▸ GIVEN PASSAGE
══════════════════════════════

Skip to content

Local Stack Doctor

The hardest part of Local Agentic Coding is not the agent. It is choosing the right engine and the right model for the machine in front of you, out of a landscape that changes monthly. The Local Stack Doctor does that choice for you: it detects your hardware, inventories your engines and downloaded models, and recommends a tuned stack. One more flag turns the recommendation into a ready-to-run harness.

superqode local init --repo .
superqode local doctor
superqode local doctor --repo .
superqode local doctor --repo . --guardrails

What the doctor checks

  1. Hardware: Apple Silicon chip and unified memory, NVIDIA GPUs and VRAM, macOS version, and whether M5 Neural Accelerators are active (M5 or newer on macOS 26.2 or newer).
  2. Engines: Ollama, LM Studio, mlx-lm, llama.cpp, vLLM, SGLang, and DS4. For each one: installed, version, and whether a server is answering right now.

══════════════════════════════

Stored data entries

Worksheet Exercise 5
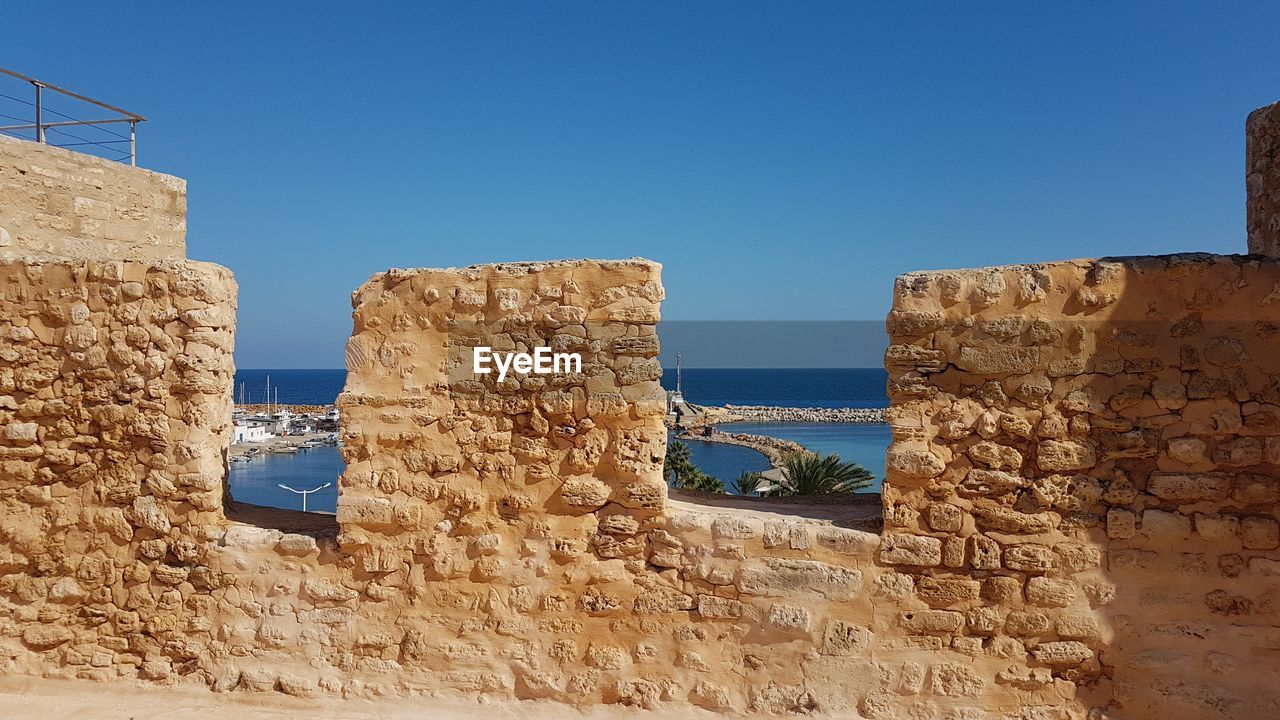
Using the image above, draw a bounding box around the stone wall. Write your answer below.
[0,259,236,679]
[0,136,187,261]
[0,249,1280,720]
[879,255,1280,719]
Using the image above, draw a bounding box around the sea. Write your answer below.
[229,368,890,512]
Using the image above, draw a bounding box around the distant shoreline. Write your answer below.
[690,405,886,425]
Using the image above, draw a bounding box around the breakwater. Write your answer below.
[676,428,809,468]
[718,405,884,423]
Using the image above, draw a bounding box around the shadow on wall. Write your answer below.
[881,255,1280,719]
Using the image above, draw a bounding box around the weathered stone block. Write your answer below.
[1142,510,1192,542]
[1005,543,1057,573]
[1147,473,1231,503]
[735,557,863,600]
[1240,518,1280,550]
[915,577,979,607]
[897,610,964,634]
[879,533,942,568]
[1027,578,1075,607]
[1032,641,1093,666]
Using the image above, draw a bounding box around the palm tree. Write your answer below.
[768,452,876,496]
[730,473,764,495]
[680,468,724,492]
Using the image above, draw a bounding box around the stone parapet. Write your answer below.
[0,136,187,260]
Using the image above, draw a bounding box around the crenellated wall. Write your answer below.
[0,136,187,261]
[879,255,1280,719]
[0,107,1280,720]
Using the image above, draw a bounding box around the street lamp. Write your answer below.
[276,483,333,512]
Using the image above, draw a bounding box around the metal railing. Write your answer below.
[0,68,147,167]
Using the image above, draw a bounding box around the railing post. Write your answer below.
[31,82,45,142]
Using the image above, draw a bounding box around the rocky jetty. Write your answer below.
[719,405,884,423]
[676,427,812,468]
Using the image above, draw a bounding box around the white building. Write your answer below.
[232,421,273,445]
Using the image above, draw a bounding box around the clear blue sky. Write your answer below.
[0,1,1280,368]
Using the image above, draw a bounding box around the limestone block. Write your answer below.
[968,441,1023,470]
[276,533,317,556]
[924,502,964,532]
[132,495,173,534]
[818,620,872,656]
[765,603,813,633]
[957,468,1028,497]
[879,533,942,568]
[302,579,360,602]
[964,607,1005,635]
[4,423,40,445]
[1213,437,1263,468]
[1036,439,1097,473]
[1055,614,1102,639]
[897,610,964,634]
[1194,512,1240,542]
[929,662,987,697]
[735,557,863,600]
[1107,507,1138,539]
[955,345,1042,377]
[1142,510,1192,542]
[1005,611,1053,638]
[698,594,759,620]
[886,446,946,478]
[968,536,1001,570]
[1169,437,1208,465]
[1147,473,1231,503]
[1005,543,1057,573]
[561,477,612,510]
[973,500,1060,534]
[1032,641,1093,666]
[915,577,979,607]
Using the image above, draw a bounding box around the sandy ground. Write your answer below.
[0,676,727,720]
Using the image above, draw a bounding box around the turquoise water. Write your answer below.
[689,423,890,492]
[230,368,890,511]
[227,447,346,512]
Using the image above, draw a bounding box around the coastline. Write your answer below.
[676,425,813,468]
[703,405,886,424]
[672,404,886,481]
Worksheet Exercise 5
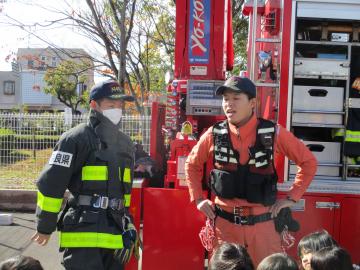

══════════════════════════════

▸ YOUR GOAL
Duplicate the Local Stack Doctor passage from "1. Hardware: Apple" up to and including "answering right now.".

▸ WRITTEN ANSWER
1. Hardware: Apple Silicon chip and unified memory, NVIDIA GPUs and VRAM, macOS version, and whether M5 Neural Accelerators are active (M5 or newer on macOS 26.2 or newer).
  2. Engines: Ollama, LM Studio, mlx-lm, llama.cpp, vLLM, SGLang, and DS4. For each one: installed, version, and whether a server is answering right now.